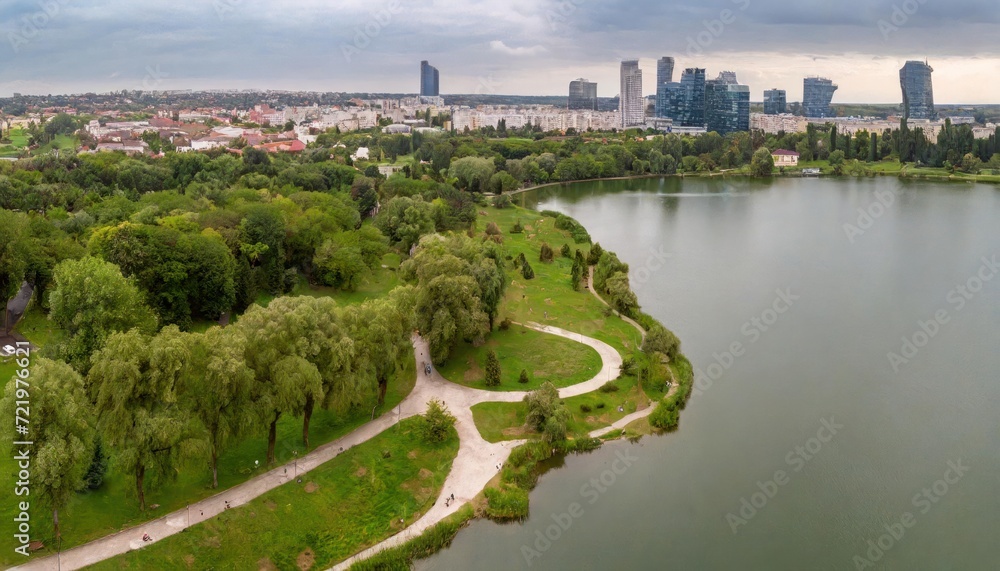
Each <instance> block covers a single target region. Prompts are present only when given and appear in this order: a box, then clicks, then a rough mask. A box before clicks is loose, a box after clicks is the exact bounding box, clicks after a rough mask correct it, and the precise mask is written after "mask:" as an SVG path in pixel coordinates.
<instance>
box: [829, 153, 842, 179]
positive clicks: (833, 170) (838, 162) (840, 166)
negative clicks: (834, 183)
mask: <svg viewBox="0 0 1000 571" xmlns="http://www.w3.org/2000/svg"><path fill="white" fill-rule="evenodd" d="M845 158H846V157H845V155H844V151H840V150H837V151H833V152H832V153H830V159H829V160H830V166H831V167H833V174H835V175H837V176H840V175H842V174H844V161H845Z"/></svg>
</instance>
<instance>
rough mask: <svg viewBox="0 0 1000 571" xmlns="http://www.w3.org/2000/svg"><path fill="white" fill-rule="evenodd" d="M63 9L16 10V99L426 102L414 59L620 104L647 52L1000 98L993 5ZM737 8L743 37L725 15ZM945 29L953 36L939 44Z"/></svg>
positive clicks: (164, 2)
mask: <svg viewBox="0 0 1000 571" xmlns="http://www.w3.org/2000/svg"><path fill="white" fill-rule="evenodd" d="M55 4H57V5H58V6H59V11H58V12H57V13H55V14H54V15H53V16H51V17H49V16H47V15H45V14H44V13H42V15H41V16H39V10H40V8H39V5H38V4H37V3H35V2H29V1H25V0H17V1H14V2H10V3H6V4H5V5H4V6H3V7H2V8H0V24H3V29H4V31H5V32H7V33H6V34H5V36H6V38H7V39H8V42H7V45H5V46H3V47H2V48H0V49H3V50H5V51H6V52H7V53H6V54H5V59H4V63H5V66H4V69H3V70H0V95H3V96H9V95H11V94H12V93H14V92H21V93H32V94H47V93H82V92H87V91H95V92H108V91H116V90H121V89H129V90H136V89H212V88H219V89H227V88H231V89H244V88H257V89H293V90H313V91H340V92H385V93H411V92H413V91H414V90H413V86H412V82H411V81H409V80H408V79H406V78H407V77H408V76H410V73H412V72H409V71H408V70H410V69H412V66H413V64H414V60H416V61H419V60H421V59H428V60H430V61H433V62H434V63H435V65H436V66H437V67H438V68H439V69H441V70H443V73H446V75H447V77H448V83H447V86H446V88H445V89H444V92H445V93H449V94H459V93H484V92H485V93H498V94H511V95H558V94H564V93H565V86H566V84H567V82H568V81H569V80H571V79H572V78H574V77H588V78H590V79H591V80H592V81H594V82H596V83H598V84H599V86H601V91H600V92H599V95H600V96H602V97H611V96H614V95H615V94H616V93H615V92H616V91H617V89H616V87H614V86H615V85H617V83H618V81H617V77H616V75H617V69H616V67H617V65H616V64H617V62H618V61H620V60H621V59H623V58H626V57H629V56H633V54H642V55H644V56H648V57H642V58H641V61H640V64H641V66H642V67H643V68H644V69H650V70H652V69H654V68H655V66H656V59H657V58H658V57H659V56H661V55H663V54H668V55H671V56H673V57H675V58H676V60H677V67H678V68H683V67H691V66H697V67H704V68H707V69H732V70H733V71H735V72H736V73H738V74H739V75H740V77H741V78H742V79H743V81H744V83H745V84H747V85H749V86H751V90H752V91H751V98H752V100H754V101H761V100H762V99H763V90H764V89H768V88H772V87H777V88H780V89H785V90H786V91H787V92H788V99H789V101H798V100H801V92H800V91H799V89H800V87H799V84H798V82H799V81H801V78H802V77H805V76H809V75H821V76H824V77H831V78H833V79H834V80H835V81H836V82H837V83H838V85H840V91H839V92H838V98H837V99H838V101H841V102H848V103H865V102H869V103H899V100H900V97H899V95H900V94H899V82H898V70H899V69H900V68H901V67H902V66H903V65H904V63H905V62H906V61H908V60H924V59H930V60H931V61H932V62H933V63H934V65H935V68H936V69H937V70H938V71H937V72H936V74H935V79H936V80H937V81H936V83H937V84H938V85H937V89H936V90H935V91H936V93H935V99H936V102H937V103H938V104H961V103H970V104H974V103H998V102H1000V101H997V99H998V98H997V97H996V95H995V94H996V93H998V92H1000V74H998V73H997V71H998V70H1000V48H998V47H997V46H996V45H995V42H993V41H991V40H992V38H994V37H996V32H997V31H1000V20H998V19H1000V15H998V14H996V13H995V10H992V9H991V4H987V3H985V2H984V1H972V0H965V1H959V2H957V3H952V4H949V5H948V6H943V5H938V4H936V3H921V4H919V6H918V8H917V9H916V11H915V12H914V13H912V14H902V15H899V14H894V10H893V6H894V4H893V2H889V1H882V0H879V1H876V2H860V1H859V0H851V1H848V2H844V3H839V4H837V5H827V4H823V3H817V2H803V3H800V4H796V5H794V6H788V5H786V4H780V5H779V4H778V3H777V2H774V1H771V0H753V1H752V2H751V1H750V0H719V1H717V2H713V3H711V4H708V5H688V4H687V3H682V2H677V1H666V2H660V3H650V2H637V3H623V2H605V3H587V2H578V1H574V0H569V1H568V2H565V3H560V2H556V1H550V0H542V1H540V2H528V1H527V0H512V1H508V2H497V3H492V4H483V3H469V2H447V1H444V0H441V1H438V2H434V3H430V2H413V3H407V4H403V3H401V2H399V1H398V0H390V1H388V2H386V3H385V4H384V5H382V4H373V3H371V2H361V1H359V0H345V1H344V2H338V3H337V5H336V6H335V7H334V6H330V5H329V4H328V3H324V2H318V1H316V0H305V1H303V2H298V3H295V5H281V6H278V5H273V4H271V5H269V4H267V3H264V2H262V0H215V1H213V2H204V3H197V4H190V5H187V4H181V5H179V6H178V5H176V4H173V3H167V2H165V1H161V0H150V1H149V2H145V3H143V5H142V6H141V7H140V6H134V5H132V4H129V3H125V2H122V1H121V0H104V1H103V2H97V3H95V4H97V5H98V8H97V9H93V8H94V6H90V7H88V8H89V9H88V8H83V7H77V6H75V5H73V4H69V3H66V2H61V1H56V2H55ZM566 6H568V8H567V7H566ZM724 10H728V11H729V13H730V15H729V17H727V18H726V19H727V20H728V21H729V22H730V23H728V24H724V23H722V22H721V20H719V18H720V16H721V15H722V14H723V11H724ZM564 12H565V13H564ZM894 16H895V17H894ZM33 18H34V21H37V22H39V23H41V24H42V25H35V24H33V23H31V22H32V21H33V20H32V19H33ZM442 18H444V19H443V20H442ZM904 19H905V21H904ZM331 22H335V24H334V25H332V26H331V24H330V23H331ZM445 22H447V25H446V26H445V25H444V23H445ZM716 22H718V23H716ZM932 27H933V29H934V30H935V32H934V34H935V36H936V39H935V41H934V42H929V41H928V34H929V33H930V32H929V29H930V28H932ZM428 34H431V35H433V37H434V39H435V41H434V42H433V43H432V45H433V47H426V48H424V49H422V50H421V51H422V53H420V54H414V38H416V39H420V38H423V37H425V36H426V37H430V36H428ZM248 38H252V39H253V40H254V41H252V42H249V41H247V39H248ZM428 44H430V43H429V42H428ZM314 54H315V55H314ZM655 83H656V79H655V77H654V76H653V74H652V73H648V74H646V76H645V77H644V84H643V92H644V93H652V92H654V91H655V87H656V86H655Z"/></svg>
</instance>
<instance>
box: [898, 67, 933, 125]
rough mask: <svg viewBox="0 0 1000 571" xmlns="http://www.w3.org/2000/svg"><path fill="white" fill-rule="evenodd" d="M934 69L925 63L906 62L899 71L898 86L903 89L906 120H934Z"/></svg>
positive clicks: (903, 99)
mask: <svg viewBox="0 0 1000 571" xmlns="http://www.w3.org/2000/svg"><path fill="white" fill-rule="evenodd" d="M932 73H934V68H932V67H931V66H929V65H927V62H922V61H908V62H906V64H905V65H904V66H903V68H902V69H900V70H899V85H900V87H902V88H903V116H904V117H906V118H907V119H934V118H935V117H936V116H937V114H936V113H935V111H934V83H933V81H932V80H931V74H932Z"/></svg>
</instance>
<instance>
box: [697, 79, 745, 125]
mask: <svg viewBox="0 0 1000 571" xmlns="http://www.w3.org/2000/svg"><path fill="white" fill-rule="evenodd" d="M705 122H706V124H707V128H708V130H709V131H715V132H717V133H719V134H720V135H728V134H729V133H735V132H737V131H749V130H750V87H749V86H747V85H740V84H739V82H738V81H737V80H736V74H735V73H732V72H723V73H721V74H719V77H718V78H717V79H713V80H710V81H706V82H705Z"/></svg>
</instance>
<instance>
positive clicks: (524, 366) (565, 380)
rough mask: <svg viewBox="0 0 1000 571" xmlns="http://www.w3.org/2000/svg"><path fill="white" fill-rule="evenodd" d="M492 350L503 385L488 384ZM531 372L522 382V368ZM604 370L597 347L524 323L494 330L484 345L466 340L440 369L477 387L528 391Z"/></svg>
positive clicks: (573, 380)
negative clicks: (532, 328)
mask: <svg viewBox="0 0 1000 571" xmlns="http://www.w3.org/2000/svg"><path fill="white" fill-rule="evenodd" d="M490 349H493V350H494V351H496V353H497V357H499V359H500V371H501V373H502V375H501V381H500V386H499V387H487V386H486V385H485V384H484V379H485V371H486V355H487V353H489V351H490ZM522 370H525V371H527V372H528V379H529V382H528V383H526V384H521V383H519V382H518V378H519V377H520V375H521V371H522ZM600 370H601V356H600V355H599V354H598V353H597V351H595V350H594V349H592V348H590V347H588V346H586V345H583V344H582V343H577V342H576V341H571V340H569V339H565V338H563V337H557V336H555V335H549V334H547V333H540V332H538V331H535V330H533V329H528V328H527V327H523V326H520V325H512V326H511V327H510V329H508V330H507V331H494V332H493V334H492V335H490V337H489V340H488V341H487V342H486V344H485V345H483V346H482V347H473V346H472V345H470V344H469V343H462V344H461V345H459V347H458V348H457V349H455V350H454V351H453V352H452V356H451V358H450V359H448V363H447V364H446V365H445V366H443V367H440V368H439V369H438V372H440V373H441V374H442V375H443V376H444V377H445V378H446V379H448V380H449V381H451V382H453V383H458V384H460V385H465V386H468V387H474V388H477V389H487V390H500V391H525V390H532V389H536V388H538V387H540V386H541V385H542V383H544V382H546V381H548V382H550V383H552V384H553V385H555V386H556V387H568V386H570V385H575V384H577V383H582V382H584V381H589V380H590V379H592V378H593V377H594V375H596V374H597V373H598V372H599V371H600Z"/></svg>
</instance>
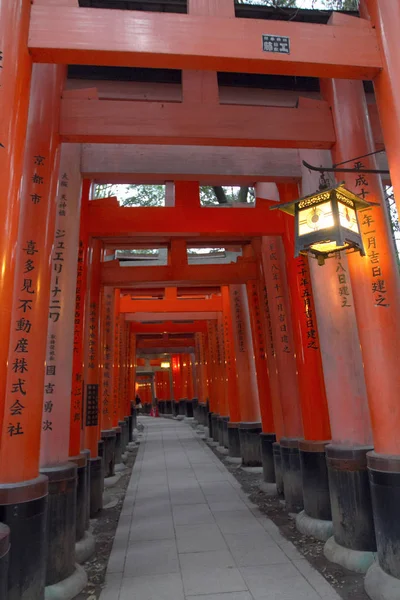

→ WHAT YOU SHOULD DO
The listing above holds a line with "box: [898, 67, 933, 125]" and a line with "positive clicks: (524, 366) (565, 380)". Print the stretch from the first through the second, exactly and alone.

→ RESPONSE FOR THIS EXERCISE
box: [898, 67, 933, 125]
rough mask: <svg viewBox="0 0 1000 571" xmlns="http://www.w3.org/2000/svg"><path fill="white" fill-rule="evenodd" d="M934 69L925 63L906 62L899 71L898 86L903 89L906 120H934Z"/></svg>
positive clicks: (903, 99)
mask: <svg viewBox="0 0 1000 571" xmlns="http://www.w3.org/2000/svg"><path fill="white" fill-rule="evenodd" d="M932 73H934V68H932V67H931V66H929V65H927V62H922V61H908V62H906V64H905V65H904V66H903V68H902V69H900V70H899V85H900V87H902V88H903V116H904V117H906V118H907V119H934V118H935V117H936V116H937V114H936V113H935V111H934V83H933V81H932V80H931V74H932Z"/></svg>
</instance>
<instance>
box: [697, 79, 745, 125]
mask: <svg viewBox="0 0 1000 571" xmlns="http://www.w3.org/2000/svg"><path fill="white" fill-rule="evenodd" d="M705 122H706V124H707V128H708V130H709V131H715V132H717V133H719V134H720V135H728V134H729V133H735V132H737V131H749V130H750V87H749V86H747V85H740V84H739V82H738V81H737V80H736V74H735V73H732V72H723V73H721V74H719V77H718V78H717V79H713V80H710V81H706V82H705Z"/></svg>
</instance>
<instance>
positive clicks: (524, 366) (565, 380)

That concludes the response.